■ Required action: What is needed is an exact copy of the data that follows.

■ Data for review:
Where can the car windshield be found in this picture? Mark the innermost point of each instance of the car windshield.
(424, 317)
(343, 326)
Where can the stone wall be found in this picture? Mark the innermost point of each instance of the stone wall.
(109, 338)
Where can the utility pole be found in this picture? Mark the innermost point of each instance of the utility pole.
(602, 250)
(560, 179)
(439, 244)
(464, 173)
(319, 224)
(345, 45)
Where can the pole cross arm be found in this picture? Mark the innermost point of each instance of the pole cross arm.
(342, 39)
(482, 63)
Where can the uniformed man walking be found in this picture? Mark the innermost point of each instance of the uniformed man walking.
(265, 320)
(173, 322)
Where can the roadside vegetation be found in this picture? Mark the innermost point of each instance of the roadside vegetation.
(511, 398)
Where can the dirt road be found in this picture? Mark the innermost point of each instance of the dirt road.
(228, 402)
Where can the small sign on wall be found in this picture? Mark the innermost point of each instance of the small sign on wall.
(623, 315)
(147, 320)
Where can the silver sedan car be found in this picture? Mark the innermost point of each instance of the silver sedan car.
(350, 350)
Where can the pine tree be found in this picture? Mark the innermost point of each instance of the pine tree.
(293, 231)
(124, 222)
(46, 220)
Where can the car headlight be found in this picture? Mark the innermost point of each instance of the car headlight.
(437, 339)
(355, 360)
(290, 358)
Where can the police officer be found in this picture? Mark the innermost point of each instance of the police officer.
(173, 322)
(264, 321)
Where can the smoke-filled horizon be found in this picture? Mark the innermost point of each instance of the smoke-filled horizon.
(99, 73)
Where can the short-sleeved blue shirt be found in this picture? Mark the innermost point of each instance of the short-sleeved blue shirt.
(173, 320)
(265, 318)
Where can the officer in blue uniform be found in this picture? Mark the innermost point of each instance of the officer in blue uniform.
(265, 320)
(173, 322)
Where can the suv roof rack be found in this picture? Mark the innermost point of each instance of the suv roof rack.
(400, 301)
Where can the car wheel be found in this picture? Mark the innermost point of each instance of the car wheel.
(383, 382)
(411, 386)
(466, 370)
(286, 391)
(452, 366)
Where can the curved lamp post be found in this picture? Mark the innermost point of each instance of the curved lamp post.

■ Output below:
Where can the car windshield be found in this picture? Mark the innermost point of each instance of the car windshield.
(424, 317)
(343, 326)
Where can the stone wall be found in this picture? Mark the innermost point of each instance of the stone wall.
(109, 338)
Where can the utility pole be found in this picture? Mark the innermost point of each instance of the utility pole.
(602, 250)
(560, 179)
(439, 244)
(464, 173)
(319, 224)
(345, 45)
Where can the pole cross arm be found in this picture? Mark the innermost point of each instance of the pole cross arm.
(342, 39)
(482, 63)
Where can the uniformed man walking be found in this picture? Mark the innermost point of each instance of the uniformed man walking.
(265, 320)
(173, 322)
Where can the roadside vegetation be found in this picture? Mark the innermost point of each instance of the roadside vegetation.
(511, 398)
Where can the dirt road be found in this picture? Mark the innermost point of each instance of the dirt road.
(228, 402)
Where can the small sign on wall be found in this picture? Mark the innermost point of each instance of the small sign on wall.
(623, 315)
(147, 320)
Where can the silver sedan car be found in this picture? Mark the innermost point of each instance of the silver sedan car.
(350, 350)
Where can the pine tree be found in this picture? Mark the innermost point of each instance of the pine tree.
(293, 231)
(124, 222)
(46, 220)
Where can the car headlight be found in this picture? Mark the innermost point of each instance of the car headlight.
(437, 339)
(355, 360)
(290, 358)
Where can the police officer be found in this picture? Mark the innermost point of each instance of the police officer.
(173, 322)
(264, 321)
Where can the smoke-filled horizon be found in this picture? Mark the innermost point of each instance of the smoke-filled horizon.
(99, 73)
Where can the short-sleeved blue shirt be found in this picture? Mark the innermost point of each instance of the short-sleeved blue shirt.
(173, 320)
(265, 318)
Where can the officer in blue uniform be found in this picture? Mark the innermost point of each instance of the officer in blue uniform.
(265, 320)
(173, 322)
Where can the suv roof rack be found in this picture? Mark the innermost point of each instance of the suv roof rack.
(400, 301)
Where can the car wheel be found in this picture? Mark the innermost point of each instance of the car wheel.
(383, 382)
(411, 386)
(466, 370)
(286, 391)
(452, 366)
Where can the curved lamp post be found in this picture? Mark the innermost point of each instance of the curved lamp post.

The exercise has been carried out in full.